#### [EXERCISE]
What lines of the data below include the word "tall"? Report them by copying each.

#### [SUPPLIED MATERIAL]

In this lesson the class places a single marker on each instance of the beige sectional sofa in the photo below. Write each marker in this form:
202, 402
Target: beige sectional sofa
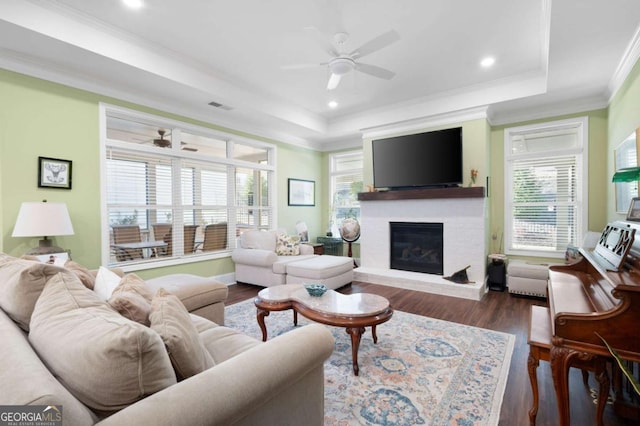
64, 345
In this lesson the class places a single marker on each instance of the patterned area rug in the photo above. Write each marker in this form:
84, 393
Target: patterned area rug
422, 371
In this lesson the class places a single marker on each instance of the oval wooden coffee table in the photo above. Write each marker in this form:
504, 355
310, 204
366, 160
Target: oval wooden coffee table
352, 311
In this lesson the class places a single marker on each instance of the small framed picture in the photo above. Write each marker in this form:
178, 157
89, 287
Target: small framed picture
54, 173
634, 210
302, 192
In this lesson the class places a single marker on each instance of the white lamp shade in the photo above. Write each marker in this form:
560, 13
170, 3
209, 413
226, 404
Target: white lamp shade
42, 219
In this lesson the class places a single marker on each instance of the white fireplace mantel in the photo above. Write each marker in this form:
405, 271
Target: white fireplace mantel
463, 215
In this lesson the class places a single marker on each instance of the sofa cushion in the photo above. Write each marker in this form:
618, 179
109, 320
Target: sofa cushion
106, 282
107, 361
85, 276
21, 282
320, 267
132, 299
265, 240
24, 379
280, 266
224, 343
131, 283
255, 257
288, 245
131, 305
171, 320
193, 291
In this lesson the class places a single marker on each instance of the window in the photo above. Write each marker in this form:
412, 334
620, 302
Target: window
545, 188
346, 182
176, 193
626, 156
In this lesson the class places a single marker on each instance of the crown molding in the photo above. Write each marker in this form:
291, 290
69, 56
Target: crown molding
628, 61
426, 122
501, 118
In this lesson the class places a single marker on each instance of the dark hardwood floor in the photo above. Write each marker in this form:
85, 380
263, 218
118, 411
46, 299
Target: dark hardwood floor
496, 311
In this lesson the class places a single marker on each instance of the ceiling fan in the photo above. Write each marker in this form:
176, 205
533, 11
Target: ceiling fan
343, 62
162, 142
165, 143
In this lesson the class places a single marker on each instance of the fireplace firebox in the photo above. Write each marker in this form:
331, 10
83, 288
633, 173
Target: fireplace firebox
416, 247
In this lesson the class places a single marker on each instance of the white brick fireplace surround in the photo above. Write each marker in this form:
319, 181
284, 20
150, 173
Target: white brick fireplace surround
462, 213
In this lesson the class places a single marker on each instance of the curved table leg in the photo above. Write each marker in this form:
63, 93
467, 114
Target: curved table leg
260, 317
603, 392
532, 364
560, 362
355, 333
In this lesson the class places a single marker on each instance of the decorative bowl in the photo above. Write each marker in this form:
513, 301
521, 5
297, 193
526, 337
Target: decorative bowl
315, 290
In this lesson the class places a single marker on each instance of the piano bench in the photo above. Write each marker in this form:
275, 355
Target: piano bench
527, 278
--
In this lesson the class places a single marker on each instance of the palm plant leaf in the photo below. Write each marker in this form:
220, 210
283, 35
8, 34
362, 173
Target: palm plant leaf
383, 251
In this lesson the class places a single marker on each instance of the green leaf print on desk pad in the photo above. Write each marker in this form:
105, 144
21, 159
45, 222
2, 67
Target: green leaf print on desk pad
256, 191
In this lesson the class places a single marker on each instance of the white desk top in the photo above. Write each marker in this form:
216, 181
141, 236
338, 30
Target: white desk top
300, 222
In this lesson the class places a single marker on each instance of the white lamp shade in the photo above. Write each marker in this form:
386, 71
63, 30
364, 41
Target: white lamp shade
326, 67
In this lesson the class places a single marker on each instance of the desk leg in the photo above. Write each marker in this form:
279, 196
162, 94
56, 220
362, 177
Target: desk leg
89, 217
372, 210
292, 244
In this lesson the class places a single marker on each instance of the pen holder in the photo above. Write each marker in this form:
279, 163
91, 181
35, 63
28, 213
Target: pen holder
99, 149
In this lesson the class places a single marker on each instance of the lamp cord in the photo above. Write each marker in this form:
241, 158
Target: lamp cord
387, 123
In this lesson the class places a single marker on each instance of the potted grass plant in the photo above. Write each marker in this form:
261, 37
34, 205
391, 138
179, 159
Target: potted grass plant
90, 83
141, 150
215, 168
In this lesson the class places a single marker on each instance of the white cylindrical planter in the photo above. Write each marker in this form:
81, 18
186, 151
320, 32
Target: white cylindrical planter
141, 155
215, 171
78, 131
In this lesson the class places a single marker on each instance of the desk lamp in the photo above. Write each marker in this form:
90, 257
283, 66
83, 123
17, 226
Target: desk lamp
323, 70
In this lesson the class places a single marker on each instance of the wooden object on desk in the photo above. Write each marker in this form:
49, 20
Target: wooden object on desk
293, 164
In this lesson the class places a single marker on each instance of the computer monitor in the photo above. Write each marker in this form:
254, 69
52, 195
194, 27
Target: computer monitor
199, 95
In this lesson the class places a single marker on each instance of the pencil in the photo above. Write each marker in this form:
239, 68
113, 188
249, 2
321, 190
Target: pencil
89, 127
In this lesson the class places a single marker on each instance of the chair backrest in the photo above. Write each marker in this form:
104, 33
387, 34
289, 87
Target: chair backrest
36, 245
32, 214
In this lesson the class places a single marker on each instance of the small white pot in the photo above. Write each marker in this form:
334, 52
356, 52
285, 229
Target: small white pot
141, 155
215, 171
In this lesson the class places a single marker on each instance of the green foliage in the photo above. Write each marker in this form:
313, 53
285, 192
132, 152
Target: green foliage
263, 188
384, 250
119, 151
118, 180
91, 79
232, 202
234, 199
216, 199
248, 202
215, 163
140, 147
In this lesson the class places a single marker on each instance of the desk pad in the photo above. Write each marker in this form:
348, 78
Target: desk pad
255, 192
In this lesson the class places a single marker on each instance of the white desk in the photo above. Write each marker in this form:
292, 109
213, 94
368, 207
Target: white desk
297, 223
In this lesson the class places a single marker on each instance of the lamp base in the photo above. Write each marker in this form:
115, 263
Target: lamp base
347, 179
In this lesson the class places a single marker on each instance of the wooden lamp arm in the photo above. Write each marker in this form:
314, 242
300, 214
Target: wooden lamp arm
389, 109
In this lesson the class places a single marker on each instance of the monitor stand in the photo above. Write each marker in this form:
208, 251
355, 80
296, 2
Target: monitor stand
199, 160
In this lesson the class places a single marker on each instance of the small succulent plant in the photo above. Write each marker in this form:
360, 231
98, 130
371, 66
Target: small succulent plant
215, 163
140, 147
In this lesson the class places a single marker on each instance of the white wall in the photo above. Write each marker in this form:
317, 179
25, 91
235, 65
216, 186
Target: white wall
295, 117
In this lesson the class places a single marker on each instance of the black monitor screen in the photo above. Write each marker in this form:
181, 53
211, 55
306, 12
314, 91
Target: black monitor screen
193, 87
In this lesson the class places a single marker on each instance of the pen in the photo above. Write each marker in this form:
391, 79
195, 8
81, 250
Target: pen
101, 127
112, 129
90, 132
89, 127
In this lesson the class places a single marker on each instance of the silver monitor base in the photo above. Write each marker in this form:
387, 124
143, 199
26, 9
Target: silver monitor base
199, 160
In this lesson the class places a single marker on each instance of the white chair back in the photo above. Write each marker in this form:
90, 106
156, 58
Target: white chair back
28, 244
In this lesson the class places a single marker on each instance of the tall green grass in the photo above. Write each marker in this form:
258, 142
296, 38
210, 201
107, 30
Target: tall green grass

#### [ANSWER SPACE]
In this lesson the class places a single marker on each instance of the tall green grass in the photo above. Write each marker in this form:
Target: tall green grass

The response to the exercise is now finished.